ABOUT THIS TASK ▸
After locating the line that contains "negative clicks: (214, 593) (251, 532)" in the following entries, reproduce it and each later line exactly, including the last.

<<<<

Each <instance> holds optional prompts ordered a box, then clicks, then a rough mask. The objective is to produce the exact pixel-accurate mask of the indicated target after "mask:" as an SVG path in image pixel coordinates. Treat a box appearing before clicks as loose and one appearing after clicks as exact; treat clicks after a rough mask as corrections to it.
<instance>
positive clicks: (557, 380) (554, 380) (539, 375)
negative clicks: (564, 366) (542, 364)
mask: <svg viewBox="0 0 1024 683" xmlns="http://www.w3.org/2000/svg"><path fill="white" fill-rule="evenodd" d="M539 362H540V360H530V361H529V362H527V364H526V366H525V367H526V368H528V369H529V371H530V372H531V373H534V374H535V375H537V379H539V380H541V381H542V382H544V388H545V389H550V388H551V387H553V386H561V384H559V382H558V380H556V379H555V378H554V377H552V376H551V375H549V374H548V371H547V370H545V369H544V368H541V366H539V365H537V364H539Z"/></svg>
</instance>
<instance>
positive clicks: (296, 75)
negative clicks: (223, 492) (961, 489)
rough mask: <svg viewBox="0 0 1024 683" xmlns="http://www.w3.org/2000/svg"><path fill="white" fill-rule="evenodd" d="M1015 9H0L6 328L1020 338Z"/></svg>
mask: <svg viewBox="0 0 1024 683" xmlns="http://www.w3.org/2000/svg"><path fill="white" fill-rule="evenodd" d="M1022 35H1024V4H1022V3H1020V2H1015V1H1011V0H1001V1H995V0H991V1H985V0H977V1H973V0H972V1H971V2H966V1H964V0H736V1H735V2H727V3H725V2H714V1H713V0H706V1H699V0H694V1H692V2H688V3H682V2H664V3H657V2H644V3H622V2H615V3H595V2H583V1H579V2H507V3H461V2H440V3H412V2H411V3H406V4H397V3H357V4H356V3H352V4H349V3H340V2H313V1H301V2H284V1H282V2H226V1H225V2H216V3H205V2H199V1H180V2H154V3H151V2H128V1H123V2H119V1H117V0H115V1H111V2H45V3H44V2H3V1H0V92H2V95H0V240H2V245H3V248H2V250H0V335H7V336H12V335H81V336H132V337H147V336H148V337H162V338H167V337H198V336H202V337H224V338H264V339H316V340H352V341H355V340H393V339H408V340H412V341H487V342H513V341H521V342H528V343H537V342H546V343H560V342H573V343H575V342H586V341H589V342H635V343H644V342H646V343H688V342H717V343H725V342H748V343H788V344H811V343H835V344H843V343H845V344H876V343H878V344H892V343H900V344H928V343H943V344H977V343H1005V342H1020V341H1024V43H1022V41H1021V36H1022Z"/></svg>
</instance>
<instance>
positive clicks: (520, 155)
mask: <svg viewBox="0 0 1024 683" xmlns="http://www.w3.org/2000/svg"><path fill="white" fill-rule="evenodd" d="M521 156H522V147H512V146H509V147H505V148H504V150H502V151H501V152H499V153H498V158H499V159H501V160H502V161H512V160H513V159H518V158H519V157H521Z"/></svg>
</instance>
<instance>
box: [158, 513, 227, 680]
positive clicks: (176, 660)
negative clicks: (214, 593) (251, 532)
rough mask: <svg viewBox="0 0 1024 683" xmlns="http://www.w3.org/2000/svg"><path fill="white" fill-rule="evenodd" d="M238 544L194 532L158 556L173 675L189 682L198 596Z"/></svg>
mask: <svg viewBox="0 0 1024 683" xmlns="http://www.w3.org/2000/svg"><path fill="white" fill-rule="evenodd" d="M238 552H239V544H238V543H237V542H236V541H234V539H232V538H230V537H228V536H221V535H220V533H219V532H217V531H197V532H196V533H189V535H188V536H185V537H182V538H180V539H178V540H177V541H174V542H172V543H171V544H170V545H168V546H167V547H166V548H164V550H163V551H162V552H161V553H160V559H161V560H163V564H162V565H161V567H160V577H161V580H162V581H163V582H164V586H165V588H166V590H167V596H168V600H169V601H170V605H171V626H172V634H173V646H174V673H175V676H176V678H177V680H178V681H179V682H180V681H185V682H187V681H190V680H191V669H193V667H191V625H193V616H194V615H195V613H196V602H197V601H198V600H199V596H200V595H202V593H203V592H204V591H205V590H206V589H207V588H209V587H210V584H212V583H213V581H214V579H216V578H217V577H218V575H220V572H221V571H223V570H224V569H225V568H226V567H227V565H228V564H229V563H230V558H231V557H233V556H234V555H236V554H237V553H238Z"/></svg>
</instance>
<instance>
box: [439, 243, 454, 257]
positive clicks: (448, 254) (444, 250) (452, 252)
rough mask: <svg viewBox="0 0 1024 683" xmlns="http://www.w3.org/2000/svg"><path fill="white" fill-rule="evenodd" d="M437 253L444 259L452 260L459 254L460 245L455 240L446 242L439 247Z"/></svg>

>>>>

WRITTEN SOLUTION ▸
negative clicks: (214, 593) (251, 532)
rough mask: <svg viewBox="0 0 1024 683" xmlns="http://www.w3.org/2000/svg"><path fill="white" fill-rule="evenodd" d="M238 544L194 532L158 556L173 675L189 682L198 596Z"/></svg>
mask: <svg viewBox="0 0 1024 683" xmlns="http://www.w3.org/2000/svg"><path fill="white" fill-rule="evenodd" d="M238 552H239V544H238V543H237V542H236V541H234V539H232V538H230V537H228V536H221V535H220V533H219V532H217V531H197V532H196V533H189V535H188V536H185V537H182V538H180V539H178V540H177V541H174V542H172V543H171V544H170V545H168V546H167V547H166V548H164V550H163V551H162V552H161V553H160V559H161V560H163V564H162V565H161V567H160V577H161V580H162V581H163V582H164V586H165V588H166V590H167V596H168V600H169V601H170V605H171V626H172V634H173V646H174V673H175V676H176V678H177V680H178V681H179V682H180V681H185V682H187V681H190V680H191V669H193V667H191V625H193V616H194V615H195V613H196V602H197V601H198V600H199V596H200V595H202V593H203V592H204V591H205V590H206V589H207V588H209V587H210V584H212V583H213V581H214V579H216V578H217V577H218V575H220V572H221V571H223V570H224V569H225V568H226V567H227V565H228V564H229V563H230V558H231V557H233V556H234V555H236V554H237V553H238Z"/></svg>
</instance>
<instance>
box: [439, 243, 454, 257]
positive clicks: (448, 254) (444, 250) (452, 252)
rough mask: <svg viewBox="0 0 1024 683" xmlns="http://www.w3.org/2000/svg"><path fill="white" fill-rule="evenodd" d="M437 253L444 259L452 260L459 254L460 245L455 240L446 242L439 247Z"/></svg>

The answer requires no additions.